**What the task requires**
Out of the lines below, please list those that hold the string "obelisk".
+ + +
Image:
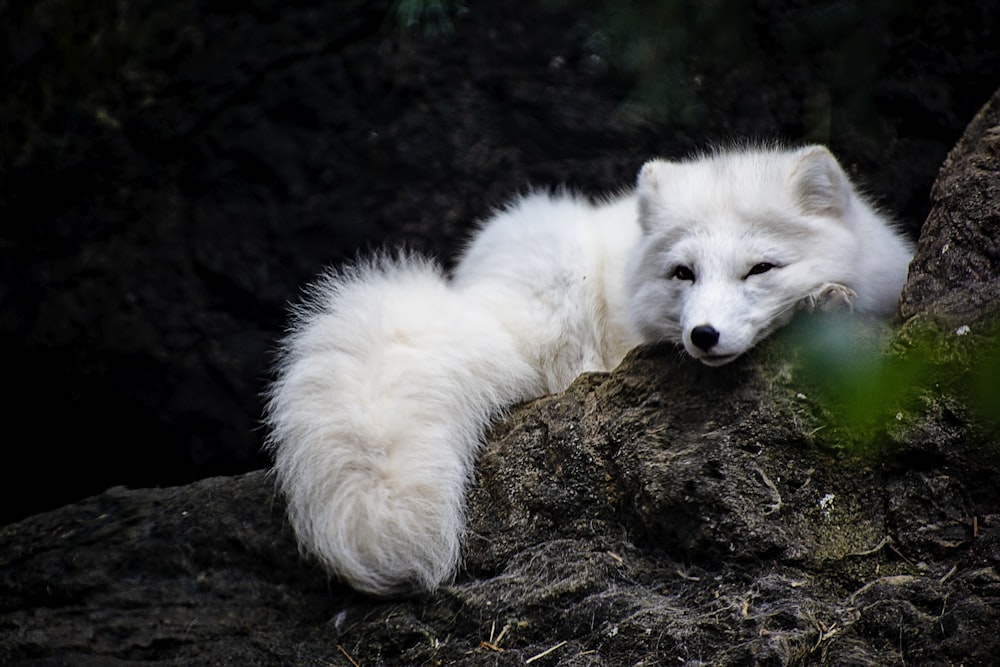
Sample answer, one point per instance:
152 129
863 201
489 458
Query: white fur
392 371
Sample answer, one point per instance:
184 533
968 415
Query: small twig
900 554
348 656
544 653
885 540
777 504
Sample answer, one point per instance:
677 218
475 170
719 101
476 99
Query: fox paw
830 298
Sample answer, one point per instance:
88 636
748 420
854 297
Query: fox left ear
819 182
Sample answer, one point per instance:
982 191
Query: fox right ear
820 182
650 177
649 186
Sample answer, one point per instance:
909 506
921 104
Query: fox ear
649 186
819 182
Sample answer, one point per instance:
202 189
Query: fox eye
683 273
757 269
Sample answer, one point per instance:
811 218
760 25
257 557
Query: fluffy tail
386 382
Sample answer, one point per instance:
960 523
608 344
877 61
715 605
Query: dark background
171 175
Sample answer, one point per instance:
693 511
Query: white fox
392 370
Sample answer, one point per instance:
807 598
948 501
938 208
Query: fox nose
704 336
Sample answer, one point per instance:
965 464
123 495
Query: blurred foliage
676 49
866 392
431 17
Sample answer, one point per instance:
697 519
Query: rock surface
659 514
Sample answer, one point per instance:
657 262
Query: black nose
704 336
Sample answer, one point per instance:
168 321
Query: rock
956 273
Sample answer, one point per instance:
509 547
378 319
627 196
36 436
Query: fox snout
704 336
702 343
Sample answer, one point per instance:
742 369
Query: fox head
733 243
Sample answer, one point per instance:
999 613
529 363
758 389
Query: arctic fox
392 370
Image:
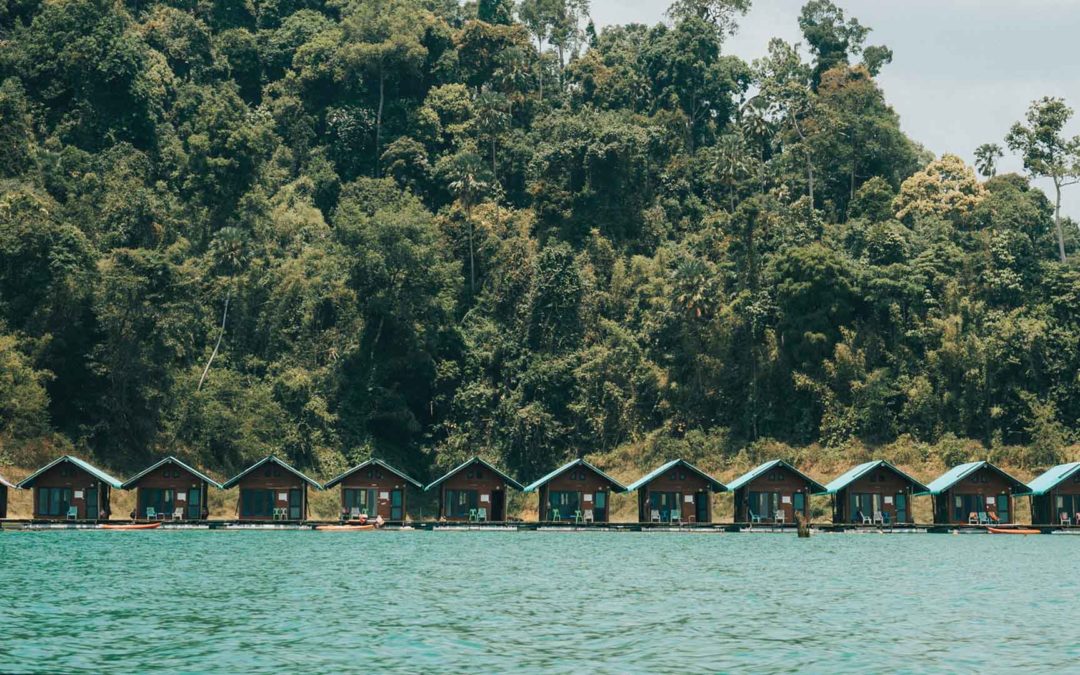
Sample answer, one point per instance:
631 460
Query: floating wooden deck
702 528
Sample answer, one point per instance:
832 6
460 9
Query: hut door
498 505
701 508
194 503
1003 508
91 503
395 505
295 504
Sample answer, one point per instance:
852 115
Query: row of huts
872 493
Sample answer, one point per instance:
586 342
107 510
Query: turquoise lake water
566 602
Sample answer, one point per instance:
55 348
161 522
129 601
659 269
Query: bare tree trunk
472 259
1057 219
378 122
217 346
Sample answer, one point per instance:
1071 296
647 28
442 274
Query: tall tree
1048 152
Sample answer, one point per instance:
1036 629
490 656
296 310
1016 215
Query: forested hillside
410 228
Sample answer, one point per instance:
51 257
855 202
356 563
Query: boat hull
1012 530
133 526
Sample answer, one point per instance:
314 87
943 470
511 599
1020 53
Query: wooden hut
576 491
473 490
374 488
70 489
974 494
676 493
1055 496
4 486
170 489
873 493
271 490
773 493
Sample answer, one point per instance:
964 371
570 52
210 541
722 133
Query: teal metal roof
1051 477
234 480
659 471
369 462
92 470
470 461
171 460
753 473
956 474
619 487
856 472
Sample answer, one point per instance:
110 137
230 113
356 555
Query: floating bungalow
1055 496
474 490
773 493
271 490
874 493
576 491
70 489
4 486
374 488
171 489
676 493
974 494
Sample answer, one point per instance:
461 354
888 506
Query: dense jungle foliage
423 230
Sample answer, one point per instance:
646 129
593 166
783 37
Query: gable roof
373 461
856 472
619 487
468 462
956 474
754 473
171 460
716 485
1050 478
92 470
234 480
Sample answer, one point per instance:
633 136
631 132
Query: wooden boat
1012 530
134 526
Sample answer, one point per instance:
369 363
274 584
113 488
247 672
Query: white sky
962 70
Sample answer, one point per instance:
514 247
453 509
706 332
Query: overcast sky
962 70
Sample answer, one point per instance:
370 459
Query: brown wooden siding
66 474
589 486
383 482
1045 510
881 481
174 477
489 483
280 484
683 482
781 481
982 484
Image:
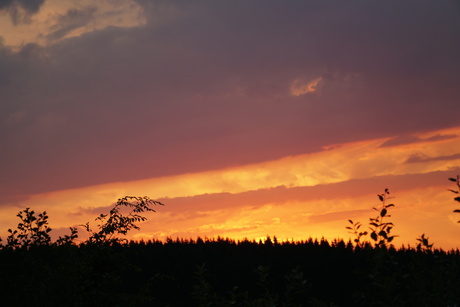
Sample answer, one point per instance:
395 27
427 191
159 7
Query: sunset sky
245 118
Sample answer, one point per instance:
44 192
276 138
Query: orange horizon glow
292 198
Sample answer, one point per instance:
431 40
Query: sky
246 119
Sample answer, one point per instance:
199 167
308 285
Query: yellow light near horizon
287 219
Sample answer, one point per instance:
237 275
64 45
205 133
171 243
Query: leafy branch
457 192
354 229
116 223
380 230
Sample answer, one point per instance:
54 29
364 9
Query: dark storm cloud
205 84
410 139
20 10
417 158
72 20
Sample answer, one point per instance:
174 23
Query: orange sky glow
246 120
292 198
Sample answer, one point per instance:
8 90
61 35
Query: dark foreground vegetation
108 271
223 272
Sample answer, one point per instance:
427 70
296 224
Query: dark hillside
223 272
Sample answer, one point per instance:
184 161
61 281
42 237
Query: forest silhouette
107 270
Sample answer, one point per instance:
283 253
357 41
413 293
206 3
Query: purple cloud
206 84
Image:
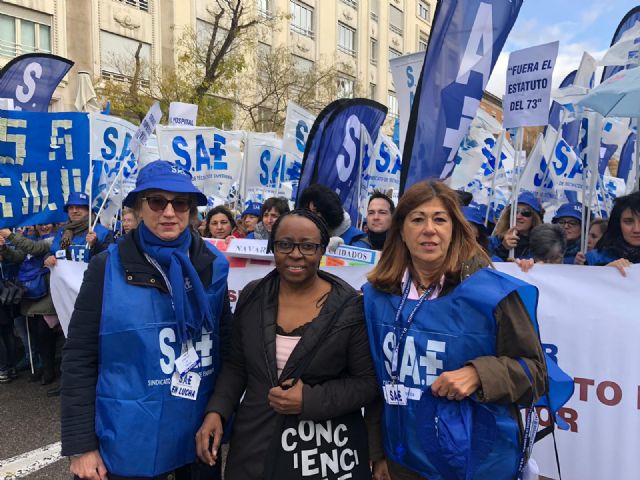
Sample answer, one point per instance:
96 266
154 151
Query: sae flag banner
31 79
466 39
333 153
405 71
44 157
213 156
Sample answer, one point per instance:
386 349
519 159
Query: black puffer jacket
81 352
340 378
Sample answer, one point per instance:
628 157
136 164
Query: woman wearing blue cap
620 245
528 215
144 342
454 346
569 217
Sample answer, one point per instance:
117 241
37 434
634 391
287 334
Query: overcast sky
579 25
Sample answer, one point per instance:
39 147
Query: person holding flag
432 301
145 340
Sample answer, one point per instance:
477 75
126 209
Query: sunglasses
159 203
305 248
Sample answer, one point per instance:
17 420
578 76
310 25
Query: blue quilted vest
445 334
142 429
77 251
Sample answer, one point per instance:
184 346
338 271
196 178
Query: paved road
29 421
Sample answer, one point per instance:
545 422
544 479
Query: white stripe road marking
29 462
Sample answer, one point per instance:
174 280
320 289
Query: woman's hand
289 401
211 427
89 466
580 259
510 239
381 470
457 384
620 264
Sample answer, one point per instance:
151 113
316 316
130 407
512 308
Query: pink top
284 346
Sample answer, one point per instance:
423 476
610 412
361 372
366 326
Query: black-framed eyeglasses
568 223
305 248
159 203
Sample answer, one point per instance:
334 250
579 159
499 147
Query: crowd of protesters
276 364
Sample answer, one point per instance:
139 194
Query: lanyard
397 324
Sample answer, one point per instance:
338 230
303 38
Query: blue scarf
191 307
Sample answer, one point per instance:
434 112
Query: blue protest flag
466 39
332 154
627 157
45 158
31 79
628 21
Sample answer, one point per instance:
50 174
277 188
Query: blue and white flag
332 156
465 42
45 157
31 79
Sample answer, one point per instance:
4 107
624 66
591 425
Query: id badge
395 394
185 386
187 360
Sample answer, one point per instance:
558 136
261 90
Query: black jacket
340 378
81 350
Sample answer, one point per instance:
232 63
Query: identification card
395 394
187 360
185 386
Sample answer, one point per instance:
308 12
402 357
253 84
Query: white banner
528 92
405 71
589 321
65 281
213 156
182 114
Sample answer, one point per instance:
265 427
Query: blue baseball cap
572 209
167 176
253 208
528 198
77 199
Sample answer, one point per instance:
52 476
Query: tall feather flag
465 42
31 79
332 155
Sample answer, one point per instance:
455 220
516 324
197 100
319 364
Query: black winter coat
340 379
81 350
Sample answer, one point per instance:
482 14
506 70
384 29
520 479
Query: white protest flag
405 71
213 156
182 114
625 50
528 91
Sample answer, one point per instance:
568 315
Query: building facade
362 35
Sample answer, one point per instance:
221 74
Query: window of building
424 10
117 52
423 41
396 20
301 18
392 104
345 87
18 36
373 51
346 39
139 4
264 8
374 7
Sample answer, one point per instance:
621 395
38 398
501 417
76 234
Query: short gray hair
548 243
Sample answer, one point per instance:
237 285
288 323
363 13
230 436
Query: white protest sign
213 156
405 71
528 92
588 320
182 114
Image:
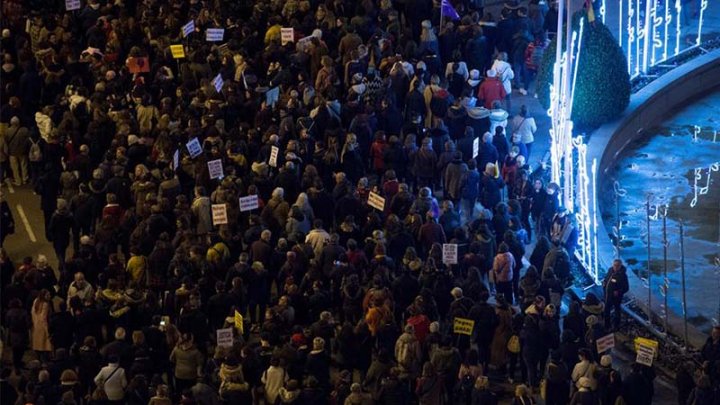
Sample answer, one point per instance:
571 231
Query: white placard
194 148
450 253
215 169
645 356
274 151
249 203
176 159
71 5
605 343
219 214
218 82
214 34
375 201
224 337
287 35
189 28
272 96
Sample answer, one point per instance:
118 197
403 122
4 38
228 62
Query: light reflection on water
675 166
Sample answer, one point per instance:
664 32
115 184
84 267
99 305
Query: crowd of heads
375 189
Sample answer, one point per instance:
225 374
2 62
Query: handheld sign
71 5
177 51
194 148
375 201
450 253
641 341
224 337
274 151
219 214
189 28
239 322
463 326
287 35
605 343
645 355
214 34
249 203
215 169
176 159
218 82
138 64
272 96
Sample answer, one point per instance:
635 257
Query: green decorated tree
602 89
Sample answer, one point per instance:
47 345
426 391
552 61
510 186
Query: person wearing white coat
112 380
274 378
505 74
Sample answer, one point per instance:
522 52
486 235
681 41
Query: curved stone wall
649 107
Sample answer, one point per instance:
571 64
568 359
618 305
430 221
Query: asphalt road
29 238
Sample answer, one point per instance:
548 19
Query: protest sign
224 337
219 214
189 28
287 35
463 326
177 51
450 253
375 201
239 322
138 64
249 203
645 355
274 151
215 169
176 159
605 343
71 5
214 34
218 82
194 148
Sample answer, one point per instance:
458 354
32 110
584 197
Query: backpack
440 102
35 154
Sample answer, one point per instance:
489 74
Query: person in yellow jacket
137 267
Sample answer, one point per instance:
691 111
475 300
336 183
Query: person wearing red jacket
491 90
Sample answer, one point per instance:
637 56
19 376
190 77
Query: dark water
675 165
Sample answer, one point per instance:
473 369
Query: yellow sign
463 326
239 322
178 51
639 341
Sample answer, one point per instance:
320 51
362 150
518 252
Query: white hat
474 79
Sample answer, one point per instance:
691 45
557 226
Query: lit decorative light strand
668 21
575 191
703 6
678 31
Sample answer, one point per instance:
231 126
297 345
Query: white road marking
28 228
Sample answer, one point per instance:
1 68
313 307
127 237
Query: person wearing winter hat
491 89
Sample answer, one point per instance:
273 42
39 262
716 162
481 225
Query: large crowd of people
364 242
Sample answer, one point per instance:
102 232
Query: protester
348 168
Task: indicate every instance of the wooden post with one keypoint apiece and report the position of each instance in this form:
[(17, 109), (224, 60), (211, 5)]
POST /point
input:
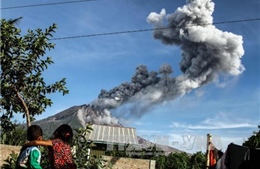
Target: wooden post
[(208, 151)]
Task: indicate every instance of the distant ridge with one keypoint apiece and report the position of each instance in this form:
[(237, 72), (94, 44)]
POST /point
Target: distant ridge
[(79, 116)]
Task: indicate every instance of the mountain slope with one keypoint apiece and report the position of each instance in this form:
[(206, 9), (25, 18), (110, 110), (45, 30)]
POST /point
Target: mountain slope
[(79, 116)]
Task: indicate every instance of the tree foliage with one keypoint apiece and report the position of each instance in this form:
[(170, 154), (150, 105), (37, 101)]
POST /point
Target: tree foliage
[(23, 61), (15, 137)]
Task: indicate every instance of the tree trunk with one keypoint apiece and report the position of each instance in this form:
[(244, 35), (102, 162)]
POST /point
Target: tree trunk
[(27, 113)]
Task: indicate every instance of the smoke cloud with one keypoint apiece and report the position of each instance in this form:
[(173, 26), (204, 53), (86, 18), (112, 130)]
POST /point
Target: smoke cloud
[(207, 53)]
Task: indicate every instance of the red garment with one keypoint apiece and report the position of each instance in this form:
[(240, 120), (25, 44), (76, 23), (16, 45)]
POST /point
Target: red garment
[(212, 158), (60, 155)]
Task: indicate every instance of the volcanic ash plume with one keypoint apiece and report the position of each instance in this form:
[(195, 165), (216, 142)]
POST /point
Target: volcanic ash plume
[(207, 53)]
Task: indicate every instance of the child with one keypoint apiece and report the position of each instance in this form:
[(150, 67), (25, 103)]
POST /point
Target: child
[(59, 148), (30, 157)]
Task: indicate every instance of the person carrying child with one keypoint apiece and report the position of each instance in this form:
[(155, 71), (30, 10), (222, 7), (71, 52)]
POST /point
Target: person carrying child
[(60, 154), (30, 157)]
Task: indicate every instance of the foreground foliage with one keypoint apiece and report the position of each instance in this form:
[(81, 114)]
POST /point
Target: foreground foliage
[(23, 61)]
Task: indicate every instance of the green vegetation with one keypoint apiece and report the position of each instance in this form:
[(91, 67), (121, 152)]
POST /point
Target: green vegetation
[(23, 61)]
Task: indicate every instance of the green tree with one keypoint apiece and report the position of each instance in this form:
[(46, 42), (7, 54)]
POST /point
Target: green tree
[(254, 140), (177, 161), (15, 137), (23, 61), (198, 160)]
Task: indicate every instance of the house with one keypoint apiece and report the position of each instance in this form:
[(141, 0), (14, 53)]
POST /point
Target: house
[(104, 138)]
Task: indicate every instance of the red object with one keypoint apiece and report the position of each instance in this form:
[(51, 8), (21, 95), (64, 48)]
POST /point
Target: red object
[(60, 155), (212, 158)]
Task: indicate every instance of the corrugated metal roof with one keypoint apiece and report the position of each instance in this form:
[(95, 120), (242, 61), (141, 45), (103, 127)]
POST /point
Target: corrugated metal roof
[(110, 134)]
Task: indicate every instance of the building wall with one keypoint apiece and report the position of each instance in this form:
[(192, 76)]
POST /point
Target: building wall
[(129, 163)]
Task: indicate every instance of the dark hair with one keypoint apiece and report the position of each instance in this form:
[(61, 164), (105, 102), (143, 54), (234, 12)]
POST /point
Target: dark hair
[(63, 132), (34, 132)]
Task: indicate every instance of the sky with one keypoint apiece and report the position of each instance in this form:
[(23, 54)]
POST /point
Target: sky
[(212, 70)]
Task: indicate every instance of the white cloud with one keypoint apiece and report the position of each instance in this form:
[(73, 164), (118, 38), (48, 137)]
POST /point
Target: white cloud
[(220, 121)]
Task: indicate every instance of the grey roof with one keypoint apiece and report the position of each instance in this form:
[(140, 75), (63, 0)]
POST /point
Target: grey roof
[(110, 134)]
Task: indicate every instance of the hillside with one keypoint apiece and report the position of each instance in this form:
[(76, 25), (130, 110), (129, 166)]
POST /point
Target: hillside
[(79, 116)]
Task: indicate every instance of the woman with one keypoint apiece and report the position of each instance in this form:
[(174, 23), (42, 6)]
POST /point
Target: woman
[(60, 155)]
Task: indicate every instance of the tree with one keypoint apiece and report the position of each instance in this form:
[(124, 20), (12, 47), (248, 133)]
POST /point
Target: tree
[(177, 161), (23, 60), (254, 140)]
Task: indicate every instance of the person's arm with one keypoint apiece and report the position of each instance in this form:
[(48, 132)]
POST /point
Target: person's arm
[(34, 160), (38, 143)]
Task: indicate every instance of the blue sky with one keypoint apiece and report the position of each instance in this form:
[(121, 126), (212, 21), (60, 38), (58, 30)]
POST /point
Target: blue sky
[(228, 108)]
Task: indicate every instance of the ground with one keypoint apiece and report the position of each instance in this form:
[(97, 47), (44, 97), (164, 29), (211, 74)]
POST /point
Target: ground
[(118, 163)]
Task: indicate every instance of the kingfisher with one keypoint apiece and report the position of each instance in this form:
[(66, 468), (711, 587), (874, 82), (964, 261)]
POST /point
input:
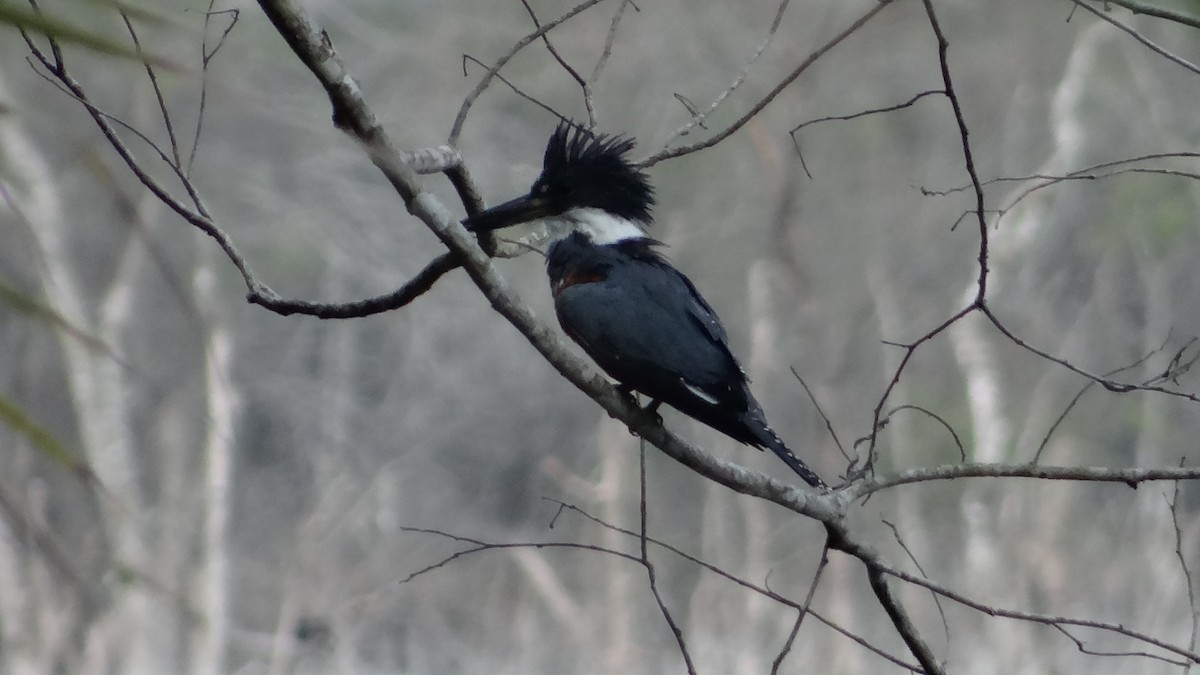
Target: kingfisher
[(637, 316)]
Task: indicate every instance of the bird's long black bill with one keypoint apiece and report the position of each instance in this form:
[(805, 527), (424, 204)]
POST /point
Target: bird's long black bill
[(519, 210)]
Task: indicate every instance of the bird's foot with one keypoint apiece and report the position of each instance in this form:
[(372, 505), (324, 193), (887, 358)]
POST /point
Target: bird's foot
[(653, 408)]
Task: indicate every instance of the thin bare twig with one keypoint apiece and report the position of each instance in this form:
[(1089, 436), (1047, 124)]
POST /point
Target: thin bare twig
[(876, 574), (796, 130), (1131, 477), (1194, 615), (750, 586), (1139, 37), (912, 557), (207, 55), (510, 85), (461, 118), (821, 412), (667, 153), (163, 112), (652, 574), (1156, 11), (611, 39), (801, 614), (588, 103), (1110, 384), (699, 117)]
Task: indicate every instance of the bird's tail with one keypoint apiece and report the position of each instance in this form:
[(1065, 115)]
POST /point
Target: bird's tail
[(768, 438)]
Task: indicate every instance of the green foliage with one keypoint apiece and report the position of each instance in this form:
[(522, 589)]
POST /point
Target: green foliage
[(36, 21), (42, 440)]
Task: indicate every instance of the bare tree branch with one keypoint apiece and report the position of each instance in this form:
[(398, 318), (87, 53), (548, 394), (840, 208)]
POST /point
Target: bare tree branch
[(1139, 7), (667, 153), (1139, 37), (1131, 477)]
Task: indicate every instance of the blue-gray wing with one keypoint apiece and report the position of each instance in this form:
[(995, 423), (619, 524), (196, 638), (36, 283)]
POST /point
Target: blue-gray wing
[(648, 327)]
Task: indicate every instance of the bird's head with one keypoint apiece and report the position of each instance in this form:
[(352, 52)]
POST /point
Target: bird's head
[(587, 184)]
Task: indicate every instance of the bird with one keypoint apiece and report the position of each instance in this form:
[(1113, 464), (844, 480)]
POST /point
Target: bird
[(641, 320)]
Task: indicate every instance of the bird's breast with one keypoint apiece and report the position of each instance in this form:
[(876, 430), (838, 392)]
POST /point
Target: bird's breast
[(575, 279)]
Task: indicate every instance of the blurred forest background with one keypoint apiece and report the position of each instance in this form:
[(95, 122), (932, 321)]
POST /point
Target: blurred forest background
[(193, 484)]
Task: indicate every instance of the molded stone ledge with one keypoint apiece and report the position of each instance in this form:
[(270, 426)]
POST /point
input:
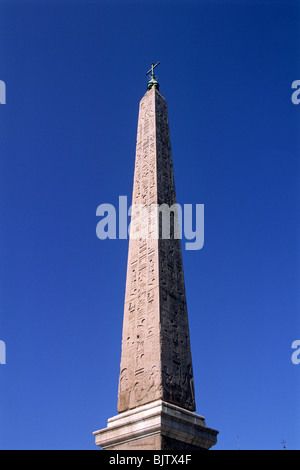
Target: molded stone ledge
[(147, 426)]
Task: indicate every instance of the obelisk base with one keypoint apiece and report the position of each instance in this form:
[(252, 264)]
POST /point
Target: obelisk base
+ + +
**Answer area**
Task: indicate every instance of the obelisk base with one keypoint apiece and report the position of each instance in this form:
Target: obelisk base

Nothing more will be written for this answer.